— start MATERIAL TO PROCESS —

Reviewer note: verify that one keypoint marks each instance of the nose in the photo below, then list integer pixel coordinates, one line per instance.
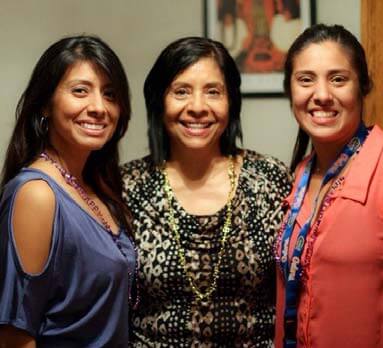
(197, 104)
(96, 106)
(322, 93)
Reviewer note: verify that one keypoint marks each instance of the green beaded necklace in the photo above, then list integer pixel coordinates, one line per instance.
(198, 294)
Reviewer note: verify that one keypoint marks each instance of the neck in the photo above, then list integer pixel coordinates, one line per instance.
(194, 164)
(74, 163)
(326, 154)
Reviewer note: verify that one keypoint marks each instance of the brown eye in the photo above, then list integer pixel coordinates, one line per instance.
(80, 91)
(110, 94)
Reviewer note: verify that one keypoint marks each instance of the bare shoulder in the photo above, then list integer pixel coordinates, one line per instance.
(32, 222)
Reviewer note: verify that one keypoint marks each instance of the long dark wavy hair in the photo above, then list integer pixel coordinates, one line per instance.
(29, 139)
(173, 60)
(316, 34)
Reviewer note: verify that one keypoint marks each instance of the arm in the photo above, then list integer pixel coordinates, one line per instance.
(32, 221)
(32, 224)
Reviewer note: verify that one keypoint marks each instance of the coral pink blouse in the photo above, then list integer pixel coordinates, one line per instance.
(341, 300)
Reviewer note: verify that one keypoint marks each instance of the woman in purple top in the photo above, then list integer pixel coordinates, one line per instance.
(66, 258)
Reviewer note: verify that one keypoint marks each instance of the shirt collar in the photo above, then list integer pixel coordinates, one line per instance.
(359, 178)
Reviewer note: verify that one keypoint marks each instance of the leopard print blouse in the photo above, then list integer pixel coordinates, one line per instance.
(240, 313)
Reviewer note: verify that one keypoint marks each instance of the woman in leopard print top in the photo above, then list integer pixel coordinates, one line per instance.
(205, 212)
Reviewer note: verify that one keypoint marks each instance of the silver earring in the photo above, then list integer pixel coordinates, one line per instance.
(43, 123)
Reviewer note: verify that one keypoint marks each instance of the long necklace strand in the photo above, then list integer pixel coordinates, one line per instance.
(200, 295)
(72, 181)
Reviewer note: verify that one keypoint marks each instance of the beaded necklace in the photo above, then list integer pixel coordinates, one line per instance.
(72, 181)
(198, 294)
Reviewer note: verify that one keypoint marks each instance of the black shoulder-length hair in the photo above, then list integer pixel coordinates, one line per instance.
(316, 34)
(173, 60)
(29, 139)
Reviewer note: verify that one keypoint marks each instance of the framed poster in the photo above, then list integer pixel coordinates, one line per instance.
(257, 34)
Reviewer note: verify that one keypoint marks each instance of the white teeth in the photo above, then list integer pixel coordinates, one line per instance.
(320, 113)
(92, 126)
(196, 125)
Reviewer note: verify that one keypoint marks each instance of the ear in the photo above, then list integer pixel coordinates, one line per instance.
(46, 111)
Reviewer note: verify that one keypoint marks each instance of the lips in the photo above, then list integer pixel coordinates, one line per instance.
(92, 126)
(196, 125)
(324, 113)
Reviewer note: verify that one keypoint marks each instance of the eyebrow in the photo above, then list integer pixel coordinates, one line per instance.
(209, 84)
(87, 82)
(330, 72)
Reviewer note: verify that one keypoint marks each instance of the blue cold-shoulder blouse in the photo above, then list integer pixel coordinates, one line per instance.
(81, 298)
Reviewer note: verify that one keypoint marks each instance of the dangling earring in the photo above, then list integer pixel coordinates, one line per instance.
(43, 125)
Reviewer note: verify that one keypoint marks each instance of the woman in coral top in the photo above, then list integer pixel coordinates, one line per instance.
(330, 248)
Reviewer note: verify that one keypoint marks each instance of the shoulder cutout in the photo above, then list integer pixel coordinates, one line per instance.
(32, 224)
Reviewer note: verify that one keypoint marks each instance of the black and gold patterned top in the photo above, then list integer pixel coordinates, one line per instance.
(240, 312)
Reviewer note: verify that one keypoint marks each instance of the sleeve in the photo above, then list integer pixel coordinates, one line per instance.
(23, 297)
(279, 182)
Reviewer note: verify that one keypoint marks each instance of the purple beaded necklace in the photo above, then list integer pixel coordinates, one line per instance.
(71, 180)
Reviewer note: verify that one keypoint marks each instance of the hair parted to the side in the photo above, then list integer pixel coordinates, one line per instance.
(173, 60)
(28, 140)
(314, 35)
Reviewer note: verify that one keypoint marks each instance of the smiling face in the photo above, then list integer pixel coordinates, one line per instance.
(197, 108)
(325, 93)
(83, 112)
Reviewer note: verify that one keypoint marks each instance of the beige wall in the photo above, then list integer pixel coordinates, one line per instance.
(137, 30)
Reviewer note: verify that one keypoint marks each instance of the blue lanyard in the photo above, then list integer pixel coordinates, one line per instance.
(292, 270)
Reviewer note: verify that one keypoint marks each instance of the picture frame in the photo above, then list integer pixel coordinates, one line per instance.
(257, 34)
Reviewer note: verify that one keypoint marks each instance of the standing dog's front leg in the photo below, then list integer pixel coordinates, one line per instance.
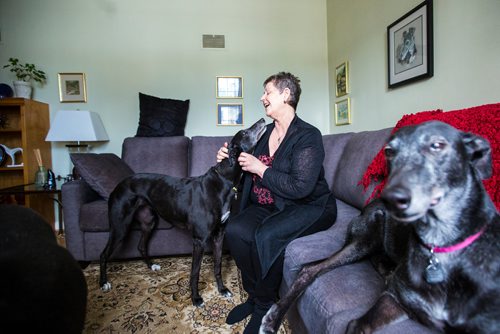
(385, 311)
(195, 272)
(218, 239)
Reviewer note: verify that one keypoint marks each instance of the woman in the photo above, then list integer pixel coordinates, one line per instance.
(284, 196)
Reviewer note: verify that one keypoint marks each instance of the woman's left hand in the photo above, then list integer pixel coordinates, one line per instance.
(251, 164)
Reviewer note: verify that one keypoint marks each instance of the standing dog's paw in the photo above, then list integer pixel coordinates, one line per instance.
(269, 322)
(198, 302)
(106, 287)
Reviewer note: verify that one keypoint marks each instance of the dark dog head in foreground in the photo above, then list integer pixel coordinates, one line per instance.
(431, 169)
(245, 141)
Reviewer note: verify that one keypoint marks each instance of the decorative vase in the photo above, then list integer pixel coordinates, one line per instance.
(22, 89)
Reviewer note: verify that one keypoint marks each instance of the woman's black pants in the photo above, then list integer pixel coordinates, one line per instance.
(240, 237)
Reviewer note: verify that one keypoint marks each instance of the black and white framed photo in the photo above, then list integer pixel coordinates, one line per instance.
(229, 114)
(72, 87)
(343, 112)
(229, 88)
(410, 49)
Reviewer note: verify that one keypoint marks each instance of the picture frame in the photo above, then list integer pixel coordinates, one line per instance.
(229, 87)
(72, 87)
(229, 114)
(342, 79)
(343, 112)
(410, 46)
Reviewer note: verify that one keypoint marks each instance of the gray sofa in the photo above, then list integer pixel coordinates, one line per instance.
(330, 302)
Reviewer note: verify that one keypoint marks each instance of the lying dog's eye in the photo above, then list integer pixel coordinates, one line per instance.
(389, 152)
(437, 146)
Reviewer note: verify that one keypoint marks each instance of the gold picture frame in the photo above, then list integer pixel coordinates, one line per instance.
(72, 87)
(343, 112)
(230, 114)
(342, 79)
(229, 87)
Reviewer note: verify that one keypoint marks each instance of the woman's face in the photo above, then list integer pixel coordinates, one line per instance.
(272, 100)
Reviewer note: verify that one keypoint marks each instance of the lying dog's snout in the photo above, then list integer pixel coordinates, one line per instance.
(397, 197)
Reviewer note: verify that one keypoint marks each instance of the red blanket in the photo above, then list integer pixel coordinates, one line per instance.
(482, 120)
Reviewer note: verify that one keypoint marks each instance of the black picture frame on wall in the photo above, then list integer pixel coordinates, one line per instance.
(410, 46)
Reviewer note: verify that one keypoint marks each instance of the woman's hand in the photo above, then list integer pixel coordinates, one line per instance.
(251, 164)
(222, 153)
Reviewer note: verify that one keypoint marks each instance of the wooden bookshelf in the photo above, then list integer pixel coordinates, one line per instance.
(27, 124)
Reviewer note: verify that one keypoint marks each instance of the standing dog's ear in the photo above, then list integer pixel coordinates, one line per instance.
(479, 154)
(233, 153)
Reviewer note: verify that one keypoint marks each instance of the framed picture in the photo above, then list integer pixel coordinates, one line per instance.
(72, 87)
(343, 112)
(229, 88)
(410, 50)
(342, 79)
(229, 114)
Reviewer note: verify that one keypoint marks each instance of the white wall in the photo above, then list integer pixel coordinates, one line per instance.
(154, 46)
(466, 59)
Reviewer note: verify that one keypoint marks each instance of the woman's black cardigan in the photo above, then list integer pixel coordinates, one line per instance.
(298, 185)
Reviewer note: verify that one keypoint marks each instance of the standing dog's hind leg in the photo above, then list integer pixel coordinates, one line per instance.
(218, 240)
(148, 220)
(195, 272)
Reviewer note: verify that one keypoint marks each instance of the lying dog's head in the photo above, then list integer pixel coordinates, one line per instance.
(432, 165)
(245, 141)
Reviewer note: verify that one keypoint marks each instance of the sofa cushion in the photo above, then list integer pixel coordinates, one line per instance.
(334, 145)
(357, 155)
(163, 155)
(204, 153)
(161, 117)
(101, 171)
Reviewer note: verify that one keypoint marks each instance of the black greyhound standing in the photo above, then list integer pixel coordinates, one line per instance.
(438, 225)
(201, 204)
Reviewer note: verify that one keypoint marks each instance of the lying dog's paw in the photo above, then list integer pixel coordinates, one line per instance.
(269, 322)
(226, 293)
(106, 287)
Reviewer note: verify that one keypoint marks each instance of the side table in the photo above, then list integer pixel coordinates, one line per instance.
(33, 189)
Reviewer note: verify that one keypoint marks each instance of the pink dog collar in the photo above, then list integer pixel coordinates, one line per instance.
(460, 245)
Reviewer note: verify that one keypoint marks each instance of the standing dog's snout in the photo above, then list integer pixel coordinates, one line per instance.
(397, 197)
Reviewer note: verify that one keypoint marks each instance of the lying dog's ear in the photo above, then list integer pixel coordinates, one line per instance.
(479, 154)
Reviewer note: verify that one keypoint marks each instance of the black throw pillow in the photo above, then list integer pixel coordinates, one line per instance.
(161, 117)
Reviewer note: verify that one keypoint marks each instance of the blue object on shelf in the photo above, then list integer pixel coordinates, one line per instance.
(6, 91)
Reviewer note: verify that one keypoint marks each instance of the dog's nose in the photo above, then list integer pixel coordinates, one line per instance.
(399, 197)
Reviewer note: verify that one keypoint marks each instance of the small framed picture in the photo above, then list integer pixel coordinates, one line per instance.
(72, 87)
(343, 112)
(409, 43)
(342, 79)
(229, 88)
(229, 114)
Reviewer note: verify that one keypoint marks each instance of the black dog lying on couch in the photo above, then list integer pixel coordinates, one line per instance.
(201, 204)
(42, 287)
(438, 226)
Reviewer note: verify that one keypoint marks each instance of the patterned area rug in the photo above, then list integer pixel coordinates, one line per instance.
(146, 301)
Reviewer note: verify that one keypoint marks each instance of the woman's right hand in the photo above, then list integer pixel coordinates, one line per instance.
(222, 153)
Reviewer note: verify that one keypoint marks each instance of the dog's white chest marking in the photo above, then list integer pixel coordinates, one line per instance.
(225, 216)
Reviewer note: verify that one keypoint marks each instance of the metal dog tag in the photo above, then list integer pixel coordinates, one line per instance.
(434, 272)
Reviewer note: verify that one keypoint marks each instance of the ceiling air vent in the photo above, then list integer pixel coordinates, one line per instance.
(214, 42)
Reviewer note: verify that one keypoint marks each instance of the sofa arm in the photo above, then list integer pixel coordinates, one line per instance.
(74, 195)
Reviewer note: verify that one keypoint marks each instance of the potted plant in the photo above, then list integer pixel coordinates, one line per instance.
(25, 73)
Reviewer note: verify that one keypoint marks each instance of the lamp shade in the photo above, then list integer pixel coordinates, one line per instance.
(77, 125)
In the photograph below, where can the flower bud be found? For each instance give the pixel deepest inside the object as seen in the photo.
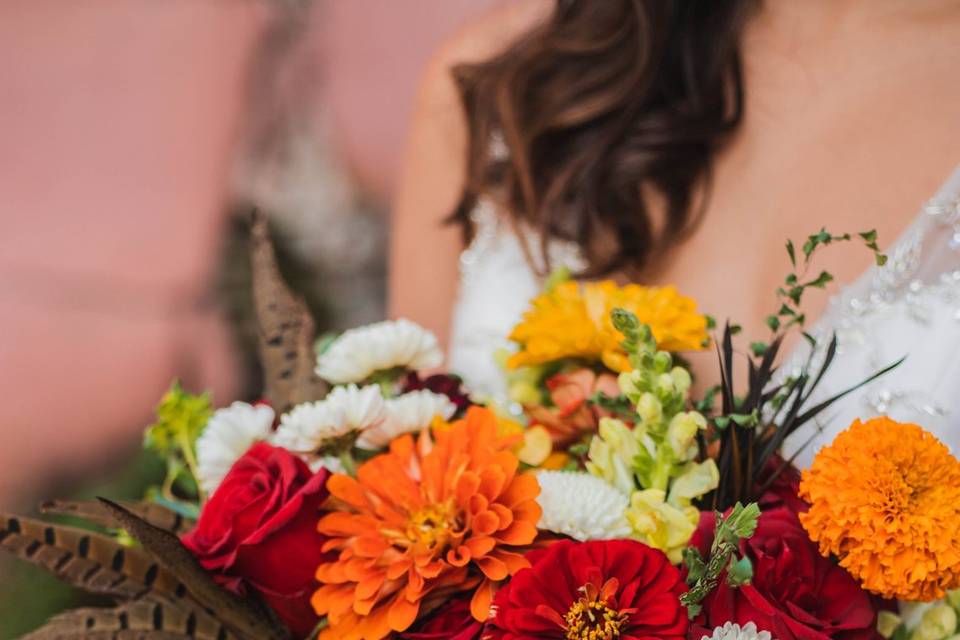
(938, 623)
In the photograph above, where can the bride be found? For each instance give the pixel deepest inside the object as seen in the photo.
(682, 142)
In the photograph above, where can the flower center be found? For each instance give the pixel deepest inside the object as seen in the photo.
(432, 525)
(592, 618)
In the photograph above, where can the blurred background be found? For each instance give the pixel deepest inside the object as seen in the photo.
(136, 136)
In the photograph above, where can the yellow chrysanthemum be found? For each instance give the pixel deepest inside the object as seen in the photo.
(885, 499)
(572, 320)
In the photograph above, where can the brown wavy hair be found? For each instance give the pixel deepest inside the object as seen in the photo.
(606, 105)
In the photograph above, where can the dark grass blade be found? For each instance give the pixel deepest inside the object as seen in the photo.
(95, 513)
(143, 619)
(803, 418)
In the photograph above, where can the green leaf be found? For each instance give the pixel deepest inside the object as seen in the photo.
(745, 419)
(742, 521)
(181, 418)
(739, 572)
(696, 567)
(759, 348)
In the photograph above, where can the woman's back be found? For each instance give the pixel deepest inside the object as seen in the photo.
(851, 116)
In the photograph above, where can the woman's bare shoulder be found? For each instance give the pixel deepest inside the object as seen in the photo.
(484, 37)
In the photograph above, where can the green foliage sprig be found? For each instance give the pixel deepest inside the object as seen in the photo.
(181, 418)
(752, 425)
(704, 574)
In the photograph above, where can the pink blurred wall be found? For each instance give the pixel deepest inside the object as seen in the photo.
(373, 52)
(117, 122)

— end MATERIAL TO PROCESS —

• **GOAL OF THE EXERCISE**
Copy every row word for word, from the line containing "In the photograph above, where can the green foliage" down to the last row.

• **TASK RESPONSE**
In the photograph above, where can the green foliage sprig be found? For each instance give the pixel deepest inside the object as seen in the photo.
(181, 418)
(752, 425)
(704, 574)
In the photograph above, where can the pink blurred wall be found? For each instance give the pixel deepest inside the object as seen in the photo.
(373, 52)
(117, 122)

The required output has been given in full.